Summarize the carburetor passage below in two sentences.

# Passage
§ §
[6pack] Carburetors and Induction System

Richard Lindsay richardolindsay at gmail.com
Wed Aug 14 21:20:40 MDT 2019


Hello Friends,
   Here is a piece that I wrote a bit ago. Prompted on by those of you who
have responded, this and a following note, are repeated here. I hope you
find them informative.
   Although the assumption is that the engine is fed by SU carburetors, the
physics hold true for Z-S fed cars. Please ignore the minor irregularities.

Rick

Carburetors and Induction System

   Inside of the SU’s 'float bowls' are brass cylinders called 'floats'.
They float, thus the name, on the petrol in the 'bowls'. The float bowl is
plumbed internally to the main 'jet' or tube, sticking up through a
'bridge' in the 'choke'. The bridge forms a venturi, accelerating the air
passing over it.
   Physics tells us that faster moving air exhibits lower pressure causing
petrol, resting at ambient pressure, to flow up and out of the jet and into
the rarefied air. How much flows is determined by the metering 'needle'.
That closely fitting needle is tapered with the smaller diameter at the tip
and larger at the shank. The needle is attached to an 'air piston' or air
dam that raises and lowers as the 'throttle' demands air. More demand and
the air piston lifts, admitting more air. In doing so, the attached needle
lifts up the jet. As the diameter of the needle decreases, the annulus
between the needle and jet increases in area, allowing more petrol to flow
into the air stream. And Voila! The fuel is metered to the air, keeping the
'air:fuel ratio' of the 'charge' correct!
   Gravity makes the petrol in the jet seek the same level as that in the
float bowl. Therefore, the level in the bowl must be carefully established.
And that is the job of the ‘float bowl valves’. So the first step in tuning
is to install a new float bowl valve and adjust the actuating arm or float
feelers, so as to correctly set the petrol level in the bowl and jet. With
the SU, the correct setting is 11mm, as per the TR3b / H6 carburetor
manual. The height is measured from the lid flange up to the fingers with
the arm resting on the valve.
   The cork gaskets on the float bowl covers are available new but because
of low demand, they are typically old stock, and have shrunk a bit. They
just don't fit well. So instead of fighting new-old-stock, many tuners
reuse the old cork, helping it seal with a thin smear of vacuum grease -
the stuff used to seal glassware in wet chemistry labs. The other value in
reusing the old gaskets is that they are already compressed to the proper
thickness. While sealing well, the new gaskets may require the attachment
nut to be over tightened to attain the correct thickness.
   The SU carburetor, when in use, is operating in a dynamic state. The
fuel dynamics are actually very mild. Petrol flowing from the jet is
replaced via the float bowl valve. That's about it. The inertia of the fuel
causes the replenishment to lag the output. However, even at maximum flow,
the amount of petrol flowing is very small. Thus the mild fuel dynamics and
it is of no consequence.
   Air flow is another issue all together. Air (moving at low speed) has
very little inertia, owing to its low density. When the throttle is opened,
a great gust of air begins to flow. Without some method of moderation, the
mixture would lean-out terribly. The fuel flow simply couldn't keep up with
the air. But fortunately, the mighty SU moderates the air flow, via a
'damper' on the air piston.
   There is another piston down a bore in the center of the air piston.
§ §
# Excerpted records
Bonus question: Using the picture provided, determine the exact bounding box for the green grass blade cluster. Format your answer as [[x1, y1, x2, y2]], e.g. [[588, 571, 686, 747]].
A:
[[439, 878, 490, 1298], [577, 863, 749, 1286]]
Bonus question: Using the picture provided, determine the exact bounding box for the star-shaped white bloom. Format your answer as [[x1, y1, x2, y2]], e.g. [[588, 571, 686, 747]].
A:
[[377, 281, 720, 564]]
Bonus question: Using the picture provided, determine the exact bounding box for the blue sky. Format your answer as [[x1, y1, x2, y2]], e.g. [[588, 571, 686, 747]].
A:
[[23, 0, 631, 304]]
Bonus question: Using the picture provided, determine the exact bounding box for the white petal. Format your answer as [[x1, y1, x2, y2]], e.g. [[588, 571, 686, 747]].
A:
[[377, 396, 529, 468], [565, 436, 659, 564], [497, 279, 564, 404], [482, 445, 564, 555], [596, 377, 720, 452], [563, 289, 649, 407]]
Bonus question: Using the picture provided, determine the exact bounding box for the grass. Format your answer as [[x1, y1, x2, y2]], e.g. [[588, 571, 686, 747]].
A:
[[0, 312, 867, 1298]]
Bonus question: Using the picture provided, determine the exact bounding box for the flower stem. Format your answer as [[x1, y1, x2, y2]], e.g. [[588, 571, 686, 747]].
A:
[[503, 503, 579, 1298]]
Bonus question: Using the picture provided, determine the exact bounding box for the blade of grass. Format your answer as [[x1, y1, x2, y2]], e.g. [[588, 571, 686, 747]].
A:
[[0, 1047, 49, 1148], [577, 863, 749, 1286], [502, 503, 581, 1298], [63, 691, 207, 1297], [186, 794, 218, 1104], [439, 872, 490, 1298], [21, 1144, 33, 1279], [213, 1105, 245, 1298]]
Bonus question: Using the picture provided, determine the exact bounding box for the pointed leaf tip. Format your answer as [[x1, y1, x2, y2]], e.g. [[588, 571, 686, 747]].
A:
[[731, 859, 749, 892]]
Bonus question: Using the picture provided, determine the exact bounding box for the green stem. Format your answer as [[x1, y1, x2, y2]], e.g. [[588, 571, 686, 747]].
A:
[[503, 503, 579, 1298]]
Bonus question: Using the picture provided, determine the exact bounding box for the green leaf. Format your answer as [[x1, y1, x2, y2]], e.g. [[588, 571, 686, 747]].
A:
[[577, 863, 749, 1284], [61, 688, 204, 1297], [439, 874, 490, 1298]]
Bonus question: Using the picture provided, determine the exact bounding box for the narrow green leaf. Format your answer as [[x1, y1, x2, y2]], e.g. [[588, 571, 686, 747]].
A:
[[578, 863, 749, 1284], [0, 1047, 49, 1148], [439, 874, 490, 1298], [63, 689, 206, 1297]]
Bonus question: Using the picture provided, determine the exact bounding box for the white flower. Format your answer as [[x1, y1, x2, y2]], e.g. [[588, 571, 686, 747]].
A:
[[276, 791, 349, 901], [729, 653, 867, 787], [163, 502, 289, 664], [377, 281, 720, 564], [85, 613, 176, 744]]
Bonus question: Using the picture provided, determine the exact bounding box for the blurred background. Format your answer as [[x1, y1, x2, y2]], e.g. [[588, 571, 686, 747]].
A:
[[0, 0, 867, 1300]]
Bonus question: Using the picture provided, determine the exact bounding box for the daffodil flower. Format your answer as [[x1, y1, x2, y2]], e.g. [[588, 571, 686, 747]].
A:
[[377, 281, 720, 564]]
§ §
# Problem solution
In an SU carburetor, the float bowl valves set the petrol level in the bowl and jet, and a tapered needle attached to the air piston rises with air demand to widen the annulus around the jet and keep the air:fuel ratio correct. The first tuning step is to install a new float bowl valve and set the level to 11mm, and although the fuel dynamics are mild, the gust of air when the throttle opens would lean out the mixture if the damper on the air piston did not moderate the air flow.